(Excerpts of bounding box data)
=======
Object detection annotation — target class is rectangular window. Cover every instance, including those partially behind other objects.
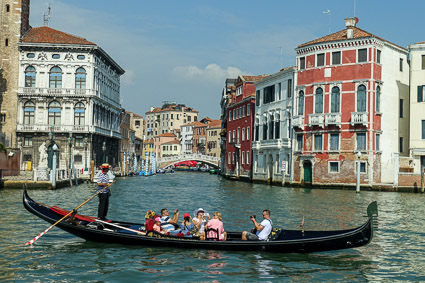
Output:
[375,134,381,151]
[356,133,366,150]
[329,134,339,151]
[300,57,305,70]
[317,53,325,67]
[24,137,32,146]
[314,134,322,151]
[297,134,303,151]
[421,120,425,140]
[288,79,292,97]
[357,48,367,63]
[329,161,339,173]
[332,51,341,65]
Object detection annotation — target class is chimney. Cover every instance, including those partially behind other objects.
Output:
[345,18,357,39]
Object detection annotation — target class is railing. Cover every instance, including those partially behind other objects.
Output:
[325,113,341,127]
[351,112,368,126]
[308,113,325,127]
[292,115,304,129]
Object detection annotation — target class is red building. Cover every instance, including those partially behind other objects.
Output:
[292,18,409,185]
[225,75,263,179]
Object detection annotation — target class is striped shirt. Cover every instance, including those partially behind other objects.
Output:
[97,172,109,194]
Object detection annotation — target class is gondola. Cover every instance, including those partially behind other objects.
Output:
[23,189,378,253]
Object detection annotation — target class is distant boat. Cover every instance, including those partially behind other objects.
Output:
[93,170,115,183]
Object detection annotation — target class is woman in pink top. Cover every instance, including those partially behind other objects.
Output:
[207,211,227,241]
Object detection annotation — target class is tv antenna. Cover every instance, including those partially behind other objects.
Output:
[43,3,51,27]
[323,9,332,33]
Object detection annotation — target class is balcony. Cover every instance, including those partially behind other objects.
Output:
[351,112,368,126]
[325,113,341,127]
[292,115,304,130]
[308,113,325,128]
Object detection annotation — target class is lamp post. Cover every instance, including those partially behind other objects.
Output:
[50,144,58,188]
[102,142,106,163]
[68,132,72,172]
[49,125,55,169]
[356,151,362,193]
[84,137,89,172]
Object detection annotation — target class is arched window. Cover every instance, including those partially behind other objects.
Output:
[24,101,35,125]
[49,101,61,125]
[74,102,86,126]
[331,86,341,113]
[375,86,381,112]
[49,66,62,88]
[75,67,87,89]
[298,90,304,115]
[357,85,366,112]
[314,87,323,113]
[25,66,35,87]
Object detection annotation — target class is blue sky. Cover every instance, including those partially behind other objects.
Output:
[30,0,425,119]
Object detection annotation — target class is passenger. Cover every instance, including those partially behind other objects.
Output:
[242,209,273,241]
[153,215,166,234]
[161,208,180,231]
[180,213,195,235]
[207,211,227,241]
[192,208,210,240]
[145,210,155,232]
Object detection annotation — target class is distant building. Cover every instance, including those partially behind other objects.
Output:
[292,18,409,186]
[252,67,295,183]
[145,101,198,139]
[16,26,124,173]
[224,75,264,180]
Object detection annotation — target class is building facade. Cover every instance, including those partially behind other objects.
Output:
[225,75,263,180]
[292,18,409,185]
[16,27,124,174]
[0,0,30,148]
[409,42,425,174]
[252,67,296,183]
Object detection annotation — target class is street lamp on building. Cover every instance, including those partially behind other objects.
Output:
[356,151,362,193]
[49,125,55,169]
[102,142,106,163]
[68,131,72,172]
[84,137,89,172]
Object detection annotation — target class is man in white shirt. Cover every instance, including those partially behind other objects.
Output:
[242,209,273,241]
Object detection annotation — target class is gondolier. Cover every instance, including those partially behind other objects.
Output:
[97,163,111,220]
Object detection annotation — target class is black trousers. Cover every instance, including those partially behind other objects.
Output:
[97,193,109,219]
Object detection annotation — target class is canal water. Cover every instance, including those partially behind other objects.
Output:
[0,172,425,282]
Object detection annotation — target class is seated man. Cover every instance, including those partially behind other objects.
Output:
[161,208,180,231]
[242,209,273,241]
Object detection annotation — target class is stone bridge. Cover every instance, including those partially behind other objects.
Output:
[157,153,220,169]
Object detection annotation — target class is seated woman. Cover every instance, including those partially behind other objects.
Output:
[180,213,195,235]
[207,211,227,241]
[153,215,165,234]
[192,208,210,240]
[145,210,155,232]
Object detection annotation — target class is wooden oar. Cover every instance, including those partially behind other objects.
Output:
[25,183,113,246]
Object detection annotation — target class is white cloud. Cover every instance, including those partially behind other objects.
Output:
[172,64,244,84]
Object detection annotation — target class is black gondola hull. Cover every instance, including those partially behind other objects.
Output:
[23,190,377,253]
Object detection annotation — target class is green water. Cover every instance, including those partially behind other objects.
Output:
[0,172,425,282]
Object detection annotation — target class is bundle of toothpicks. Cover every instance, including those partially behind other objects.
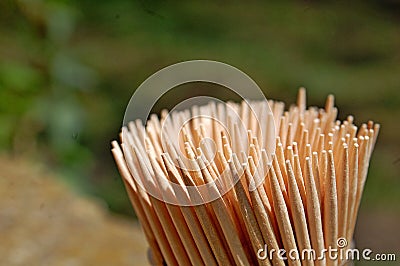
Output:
[112,88,379,266]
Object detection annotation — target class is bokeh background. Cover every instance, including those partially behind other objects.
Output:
[0,0,400,265]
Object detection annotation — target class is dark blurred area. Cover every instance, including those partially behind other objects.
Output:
[0,0,400,251]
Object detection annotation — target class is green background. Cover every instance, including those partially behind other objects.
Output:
[0,0,400,262]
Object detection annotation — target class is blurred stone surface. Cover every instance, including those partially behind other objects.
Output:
[0,156,148,266]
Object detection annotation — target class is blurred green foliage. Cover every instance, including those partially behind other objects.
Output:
[0,0,400,216]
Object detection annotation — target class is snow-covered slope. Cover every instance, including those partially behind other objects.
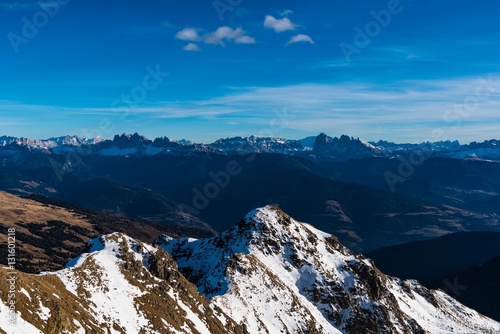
=======
> _AIM_:
Repeat word for word the part of the material that opens with the line containing "Object detection annotation — target class is balcony." and closes with the line containing "[30,0,425,119]", including both of those lines.

> _SOLUTION BELOW_:
Object detection annotation — target class is balcony. Cover every instance, including those partially behind other objects.
Output:
[351,112,368,126]
[325,113,341,127]
[292,115,304,130]
[308,113,325,128]
Object detection annotation — target class is lamp post. Cover every instance, including those partially behind other objects.
Output:
[50,144,58,188]
[102,142,106,163]
[68,132,72,172]
[49,125,55,169]
[356,151,362,193]
[84,137,89,172]
Object detection annotation — target class is arched window. Cover every instance, including those partially behind other objects.
Output:
[24,101,35,125]
[49,101,61,125]
[74,102,86,126]
[331,86,341,113]
[375,86,381,112]
[49,66,62,88]
[75,67,87,89]
[298,90,304,115]
[357,85,366,112]
[314,87,323,113]
[25,66,35,87]
Object detection annotation — target class is blue sky. Cover every instance, including those partially behind other objects.
Output:
[30,0,425,119]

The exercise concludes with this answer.